[A run of records]
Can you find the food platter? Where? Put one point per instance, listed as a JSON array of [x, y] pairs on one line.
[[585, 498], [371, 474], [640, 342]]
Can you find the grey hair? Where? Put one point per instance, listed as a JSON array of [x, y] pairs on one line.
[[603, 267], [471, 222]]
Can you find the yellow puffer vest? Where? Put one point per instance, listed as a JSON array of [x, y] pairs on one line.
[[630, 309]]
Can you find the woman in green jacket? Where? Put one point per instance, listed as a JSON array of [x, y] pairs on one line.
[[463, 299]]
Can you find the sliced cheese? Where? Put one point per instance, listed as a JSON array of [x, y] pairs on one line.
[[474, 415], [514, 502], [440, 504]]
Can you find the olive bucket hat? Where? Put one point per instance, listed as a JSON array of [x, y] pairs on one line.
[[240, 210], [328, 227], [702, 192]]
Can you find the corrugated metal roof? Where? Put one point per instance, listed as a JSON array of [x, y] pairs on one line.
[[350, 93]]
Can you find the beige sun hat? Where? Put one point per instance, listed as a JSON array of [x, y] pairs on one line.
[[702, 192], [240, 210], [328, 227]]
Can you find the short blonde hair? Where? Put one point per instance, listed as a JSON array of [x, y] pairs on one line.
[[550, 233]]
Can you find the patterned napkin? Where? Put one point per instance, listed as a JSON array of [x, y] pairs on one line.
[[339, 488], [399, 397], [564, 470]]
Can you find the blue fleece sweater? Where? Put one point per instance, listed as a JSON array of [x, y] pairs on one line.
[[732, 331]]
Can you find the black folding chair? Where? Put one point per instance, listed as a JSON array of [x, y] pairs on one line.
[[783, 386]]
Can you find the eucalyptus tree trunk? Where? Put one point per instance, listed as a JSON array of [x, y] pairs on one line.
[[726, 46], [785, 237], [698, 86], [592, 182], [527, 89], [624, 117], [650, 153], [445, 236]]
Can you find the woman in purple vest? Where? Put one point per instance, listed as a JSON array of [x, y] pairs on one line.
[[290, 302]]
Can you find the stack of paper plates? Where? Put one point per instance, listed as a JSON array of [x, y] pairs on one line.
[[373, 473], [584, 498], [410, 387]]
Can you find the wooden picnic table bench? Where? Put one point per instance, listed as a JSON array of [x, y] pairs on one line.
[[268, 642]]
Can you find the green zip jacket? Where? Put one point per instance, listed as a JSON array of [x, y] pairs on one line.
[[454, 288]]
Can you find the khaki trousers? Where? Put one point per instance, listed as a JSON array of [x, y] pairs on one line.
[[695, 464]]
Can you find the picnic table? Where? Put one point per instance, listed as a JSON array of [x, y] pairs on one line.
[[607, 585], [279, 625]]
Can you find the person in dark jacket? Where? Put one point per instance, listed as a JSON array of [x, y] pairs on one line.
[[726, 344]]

#### Short task:
Please extract every line of the data above and copy each one verbatim, keeping the original order.

#### Solution:
Can you find the food platter? Where? Put one point per instance, listed as a JSON array of [x, y] pairs on one line.
[[585, 498], [371, 474], [640, 342]]
Can you find the grey hair? Where? Put one point per instance, listed as a JSON array of [x, y] pairs on one line.
[[603, 267], [471, 222]]
Can you find the yellow puffer vest? Where? Put one point per instance, listed as a JSON array of [x, y] pairs on one line.
[[630, 309]]
Can you find the woman in green jacket? Where? Put one point per instance, listed as a JSON array of [x, y] pairs on one line.
[[463, 299]]
Can you find the sliced cheese? Where? Put one point per instance, listed as a JSON array of [x, y] pairs on one line.
[[474, 415], [514, 502], [440, 504]]
Can you find the olive bucket hat? Where? Put one point per instance, listed as a JSON array of [x, y] pairs on one line.
[[240, 210], [328, 227], [702, 192]]
Can you find the corrugated metal roof? Where? Put one point per instance, listed as a JSON array of [x, y] pairs on one line.
[[350, 93]]
Can you find the beige sun hat? Where? Put one point per instance, listed as a JSON array of [x, y] pairs on one line.
[[702, 192], [240, 210], [328, 227]]
Can you find the short blonde hair? Where? Put one point per instance, listed as a JSON array of [x, y] pairs on one line.
[[550, 233]]
Can you find the patterned napkin? Where? Put one point per instance, listed as a JSON array of [x, y] pairs on one line.
[[339, 488], [399, 397], [564, 470]]
Can you find the blue fleece sweater? Where? Put one point per instance, listed as a JSON array of [x, y] pairs on one line.
[[732, 331]]
Can you find the black folding chair? Where? Put one point per instance, listed as a JSON array of [x, y] pairs on one line.
[[783, 386]]
Can you find the eucalyptus tree trunk? Where? Put one point per instance, listed as a JSON array of [x, y] pairs on one line.
[[726, 46], [785, 237], [698, 86], [592, 182], [527, 89], [624, 117], [650, 153], [445, 236]]
Can you find the woman in purple vest? Where? Put one point per instance, listed as a JSON array of [x, y] pairs on one line.
[[290, 302]]
Can you find the stack of paper plates? Where? Put one point per instance, listed as a JSON array of [x, y] pairs on one line.
[[373, 473], [584, 498], [410, 387]]
Can you find the wooden picnic table bench? Where? Put one point per instance, listed as a JSON array of [x, y] pairs on one line.
[[268, 642]]
Can you find the green zip jacket? Where? Put one point per instance, listed as a JSON array of [x, y] pairs on one line.
[[454, 288]]
Can you find the khaki trousers? Where? Put one point per instance, listed as a JSON array of [x, y] pairs on one line.
[[695, 464]]
Can you find the picnic table? Where? Put one point per instance, listed as a JSON array of [x, y] pairs on one line.
[[607, 585], [279, 625]]
Can you find the person in dark jacket? Where? Put one point per instance, listed as a JSON array of [x, y] pairs on one line.
[[726, 344]]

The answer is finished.